Material provided:
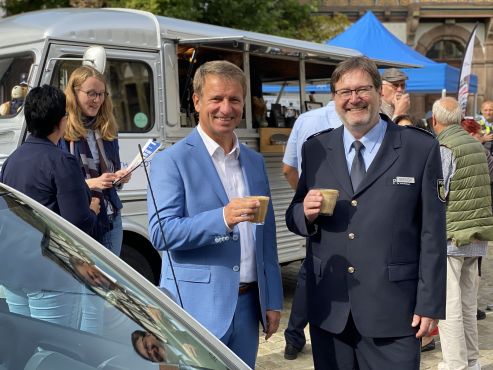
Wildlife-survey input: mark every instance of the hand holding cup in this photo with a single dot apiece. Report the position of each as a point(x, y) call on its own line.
point(319, 202)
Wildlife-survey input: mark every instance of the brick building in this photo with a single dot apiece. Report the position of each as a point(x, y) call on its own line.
point(438, 29)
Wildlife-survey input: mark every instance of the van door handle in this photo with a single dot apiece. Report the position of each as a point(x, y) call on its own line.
point(7, 136)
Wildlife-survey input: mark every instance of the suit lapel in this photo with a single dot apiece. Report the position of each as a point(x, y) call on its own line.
point(336, 159)
point(385, 157)
point(199, 154)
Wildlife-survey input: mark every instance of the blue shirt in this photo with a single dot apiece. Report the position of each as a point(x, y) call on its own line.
point(372, 142)
point(306, 125)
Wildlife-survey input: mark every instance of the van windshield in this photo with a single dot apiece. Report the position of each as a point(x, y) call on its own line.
point(14, 71)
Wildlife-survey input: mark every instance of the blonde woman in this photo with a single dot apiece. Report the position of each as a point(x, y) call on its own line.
point(91, 136)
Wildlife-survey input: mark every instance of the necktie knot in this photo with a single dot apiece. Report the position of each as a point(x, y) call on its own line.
point(358, 145)
point(358, 169)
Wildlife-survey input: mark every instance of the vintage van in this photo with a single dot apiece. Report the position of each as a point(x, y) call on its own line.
point(150, 61)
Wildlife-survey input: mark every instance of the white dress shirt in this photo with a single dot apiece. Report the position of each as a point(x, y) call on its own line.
point(230, 172)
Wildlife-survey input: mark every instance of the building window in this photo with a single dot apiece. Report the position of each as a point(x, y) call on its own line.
point(447, 51)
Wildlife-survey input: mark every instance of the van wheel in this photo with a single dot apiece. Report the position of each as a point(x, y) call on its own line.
point(138, 261)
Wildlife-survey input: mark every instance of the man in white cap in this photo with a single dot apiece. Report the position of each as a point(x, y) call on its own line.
point(395, 100)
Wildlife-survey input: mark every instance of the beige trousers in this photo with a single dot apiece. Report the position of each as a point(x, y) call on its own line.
point(459, 332)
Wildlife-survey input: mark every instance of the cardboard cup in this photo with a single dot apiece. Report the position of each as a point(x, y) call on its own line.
point(329, 202)
point(261, 212)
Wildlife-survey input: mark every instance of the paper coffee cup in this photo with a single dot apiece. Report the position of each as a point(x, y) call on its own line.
point(261, 212)
point(329, 202)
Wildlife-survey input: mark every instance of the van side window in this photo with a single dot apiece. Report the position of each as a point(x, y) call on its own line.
point(130, 86)
point(13, 83)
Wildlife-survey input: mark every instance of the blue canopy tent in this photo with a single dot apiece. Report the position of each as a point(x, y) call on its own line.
point(371, 38)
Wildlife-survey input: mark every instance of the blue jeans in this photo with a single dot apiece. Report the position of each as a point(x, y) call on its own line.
point(55, 307)
point(113, 239)
point(92, 319)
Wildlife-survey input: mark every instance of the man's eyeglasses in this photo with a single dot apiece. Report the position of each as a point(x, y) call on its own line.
point(93, 94)
point(362, 92)
point(395, 85)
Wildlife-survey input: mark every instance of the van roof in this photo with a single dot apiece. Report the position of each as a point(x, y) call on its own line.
point(143, 30)
point(133, 28)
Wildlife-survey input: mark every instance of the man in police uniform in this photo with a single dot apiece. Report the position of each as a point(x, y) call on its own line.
point(376, 267)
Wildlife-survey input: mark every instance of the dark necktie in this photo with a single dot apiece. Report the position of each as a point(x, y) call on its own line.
point(358, 170)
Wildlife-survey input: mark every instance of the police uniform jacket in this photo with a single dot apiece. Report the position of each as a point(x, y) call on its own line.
point(382, 254)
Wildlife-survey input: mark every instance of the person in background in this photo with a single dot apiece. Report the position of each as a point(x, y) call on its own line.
point(407, 120)
point(39, 169)
point(91, 136)
point(466, 191)
point(371, 293)
point(486, 122)
point(474, 129)
point(226, 267)
point(307, 124)
point(395, 100)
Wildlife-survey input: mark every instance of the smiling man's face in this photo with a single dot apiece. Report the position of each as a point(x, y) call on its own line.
point(359, 113)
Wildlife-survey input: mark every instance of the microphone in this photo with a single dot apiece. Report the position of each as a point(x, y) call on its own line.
point(160, 226)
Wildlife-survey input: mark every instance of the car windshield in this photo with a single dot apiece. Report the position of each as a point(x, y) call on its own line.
point(62, 307)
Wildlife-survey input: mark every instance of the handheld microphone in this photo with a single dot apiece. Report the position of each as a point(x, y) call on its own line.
point(160, 226)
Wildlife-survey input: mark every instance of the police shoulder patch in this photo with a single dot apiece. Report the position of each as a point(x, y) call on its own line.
point(441, 190)
point(420, 130)
point(319, 133)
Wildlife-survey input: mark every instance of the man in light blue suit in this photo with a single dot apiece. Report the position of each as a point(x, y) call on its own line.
point(226, 267)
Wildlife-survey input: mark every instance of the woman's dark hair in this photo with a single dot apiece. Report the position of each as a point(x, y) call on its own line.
point(44, 108)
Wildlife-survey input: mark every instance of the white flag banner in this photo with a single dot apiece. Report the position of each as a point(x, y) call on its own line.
point(465, 72)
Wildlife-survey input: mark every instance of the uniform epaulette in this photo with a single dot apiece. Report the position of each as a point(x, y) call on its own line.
point(420, 130)
point(319, 133)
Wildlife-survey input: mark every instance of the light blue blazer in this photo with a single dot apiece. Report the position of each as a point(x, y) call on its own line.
point(206, 257)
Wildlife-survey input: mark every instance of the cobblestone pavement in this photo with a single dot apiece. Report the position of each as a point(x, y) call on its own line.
point(271, 352)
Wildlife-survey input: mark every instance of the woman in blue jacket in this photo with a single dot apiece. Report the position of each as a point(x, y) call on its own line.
point(91, 136)
point(39, 169)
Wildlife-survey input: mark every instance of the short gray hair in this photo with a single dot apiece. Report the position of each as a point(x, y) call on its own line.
point(447, 111)
point(220, 68)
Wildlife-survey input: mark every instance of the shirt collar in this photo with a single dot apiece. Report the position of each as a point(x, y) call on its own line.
point(213, 147)
point(369, 140)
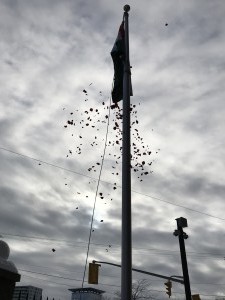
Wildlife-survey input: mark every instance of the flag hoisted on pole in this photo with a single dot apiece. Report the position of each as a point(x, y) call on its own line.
point(123, 90)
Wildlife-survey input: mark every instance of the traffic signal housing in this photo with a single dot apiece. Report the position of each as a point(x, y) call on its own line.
point(168, 285)
point(93, 273)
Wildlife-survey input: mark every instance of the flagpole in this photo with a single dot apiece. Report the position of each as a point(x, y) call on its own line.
point(126, 259)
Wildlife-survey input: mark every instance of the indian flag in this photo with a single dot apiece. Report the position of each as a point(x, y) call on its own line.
point(118, 53)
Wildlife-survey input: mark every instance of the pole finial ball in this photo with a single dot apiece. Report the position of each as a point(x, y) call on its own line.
point(126, 8)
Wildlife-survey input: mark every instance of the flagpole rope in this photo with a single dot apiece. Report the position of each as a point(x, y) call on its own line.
point(96, 194)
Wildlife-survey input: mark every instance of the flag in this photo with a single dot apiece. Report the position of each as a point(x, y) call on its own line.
point(118, 53)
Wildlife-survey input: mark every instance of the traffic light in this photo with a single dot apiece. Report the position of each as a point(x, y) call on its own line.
point(168, 285)
point(93, 273)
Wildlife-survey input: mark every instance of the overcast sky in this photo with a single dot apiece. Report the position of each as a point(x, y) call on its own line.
point(50, 52)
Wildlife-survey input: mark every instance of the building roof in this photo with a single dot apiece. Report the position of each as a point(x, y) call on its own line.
point(87, 290)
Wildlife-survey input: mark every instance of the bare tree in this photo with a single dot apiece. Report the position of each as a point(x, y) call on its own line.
point(139, 290)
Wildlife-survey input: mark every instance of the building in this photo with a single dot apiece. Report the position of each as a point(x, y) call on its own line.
point(86, 294)
point(28, 292)
point(8, 273)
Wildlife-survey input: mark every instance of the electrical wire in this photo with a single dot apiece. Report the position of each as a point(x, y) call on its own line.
point(173, 252)
point(107, 182)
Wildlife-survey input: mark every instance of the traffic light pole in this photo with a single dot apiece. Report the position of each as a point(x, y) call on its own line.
point(182, 222)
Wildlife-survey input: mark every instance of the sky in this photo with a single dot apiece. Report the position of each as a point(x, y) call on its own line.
point(52, 171)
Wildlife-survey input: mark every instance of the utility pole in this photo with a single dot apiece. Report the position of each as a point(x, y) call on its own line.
point(126, 270)
point(182, 223)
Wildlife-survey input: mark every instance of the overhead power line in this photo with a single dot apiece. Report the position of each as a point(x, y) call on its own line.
point(157, 250)
point(107, 182)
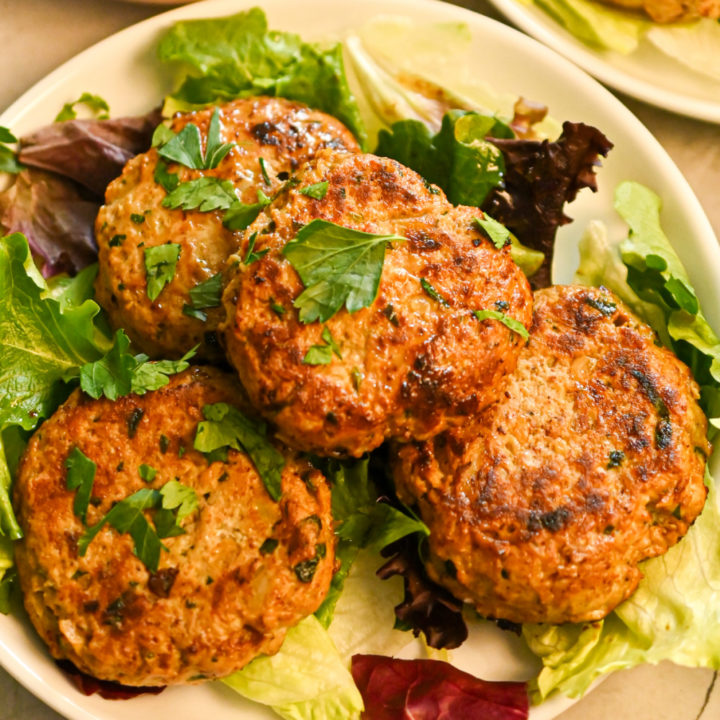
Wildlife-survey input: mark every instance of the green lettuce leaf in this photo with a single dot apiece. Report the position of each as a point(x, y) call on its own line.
point(457, 158)
point(47, 332)
point(675, 612)
point(673, 615)
point(237, 56)
point(306, 680)
point(596, 24)
point(646, 272)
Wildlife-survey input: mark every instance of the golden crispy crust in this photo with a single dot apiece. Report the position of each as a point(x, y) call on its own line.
point(410, 366)
point(282, 132)
point(592, 462)
point(217, 599)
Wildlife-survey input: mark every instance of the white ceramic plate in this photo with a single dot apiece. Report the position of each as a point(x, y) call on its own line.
point(122, 69)
point(646, 74)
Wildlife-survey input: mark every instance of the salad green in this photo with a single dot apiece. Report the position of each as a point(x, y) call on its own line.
point(694, 43)
point(55, 332)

Work to complete:
In the copy, leave out all pictures, and retype exactly each line from the one with "Wildlife-survey input: mark every instance of the building in" through the last line of the entries.

Answer:
Wildlife-survey input: mark every instance of the building in this photo with a single dot apiece. Report the position of each as a point(x, y) call on its own line.
point(86, 294)
point(28, 292)
point(8, 273)
Wildlife-survey input: mark every instance of the electrical wire in this photo with a single dot apiece. Report the position of each as a point(x, y) call on its own line.
point(173, 252)
point(107, 182)
Wildlife-survey input: mark every instance of the traffic light pole in this photo with a single dot apiece. Report the position of each as a point(x, y) call on its own line.
point(182, 222)
Wildlife-survey input: mark every instance of the sky in this photo with a single dot apiece. Report the position of each as a point(x, y) call on its own line.
point(52, 171)
Wildlife-survey input: mark every instance of the utility pole in this photo with a single dot apiece. Report the position of each as a point(x, y) call on its own line.
point(126, 270)
point(182, 223)
Wildlife-survey input: mark every instance of the overhead power line in this photo with a single dot apiece. Report the position of each as a point(x, y) call on its own line.
point(157, 250)
point(107, 182)
Wildlife-survey input: mark every instance of the green lettuce leaf in this photo with a single dot apiece. Report the position of each as a point(x, y) call on its own line.
point(457, 158)
point(47, 332)
point(675, 612)
point(673, 615)
point(237, 56)
point(306, 680)
point(596, 24)
point(646, 272)
Wildlife-survey input: mark every instance of the golden crispy crust in this photo with a single dot apiece. Report the position of each as a point(x, y) call on its own line.
point(410, 366)
point(282, 132)
point(592, 462)
point(217, 599)
Wildlife-survey input: mark every instance of the white ceramic plate in this photo with a single dot apiece. Report the position of each as a point(x, y) call on its own line.
point(122, 69)
point(646, 74)
Wildlife-survey input: mark every instance of the salad green in this photo with a single dot apiece. Report the position of each as a point(x, y) call on its own line.
point(694, 43)
point(55, 332)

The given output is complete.